### Extracted text
As of Monday night, the Florida Panthers, Dallas Stars, and Arizona Coyotes, three of the league’s 31 teams, will be the only clubs to open with any fans in the stands — at levels vastly below capacity (example: Arizona will be limited to a maximum of 3,450). The Bruins, who will play their first home game in an empty TD Garden a week from Thursday vs. the Flyers, are one of 28 clubs currently barred by state regulation to open their doors.
According to Daly, Columbus, Pittsburgh, and Tampa could be the next to allow some customers in for games.
“What’s aspirational is we get through the season,” said Bettman, responding to a question about what could be a realistic hope for filling up the stands — and to what levels — as this season progresses. “And that we have an on-ice terrific season, great playoffs, we present the Stanley Cup and the world is back to normal for the ’21-22 season.”
In other words, before the puck is dropped, the short view is to suffer the gut punch and hope to live to play another day. Such is the harsh reality of a pandemic that led to about another 27,000 deaths in the United States in the first 10 days of January.

### Extracted data
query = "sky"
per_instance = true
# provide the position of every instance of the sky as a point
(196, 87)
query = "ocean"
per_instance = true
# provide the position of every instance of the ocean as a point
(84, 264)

### Activity
Please list every team that the hockey article above identifies by a nickname, such as "Stars."

### Exercise response
Florida Panthers
Dallas Stars
Arizona Coyotes
Bruins
Flyers